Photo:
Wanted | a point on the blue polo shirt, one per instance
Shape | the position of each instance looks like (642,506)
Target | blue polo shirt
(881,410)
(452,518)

═══

__WHAT THIS TASK INVOLVES__: For this task, print the records again exactly as they appear.

__TASK RESPONSE__:
Photo:
Wanted | a point on the blue polo shirt, one per instance
Shape | the position of each instance looks like (642,506)
Target | blue polo shirt
(881,410)
(452,518)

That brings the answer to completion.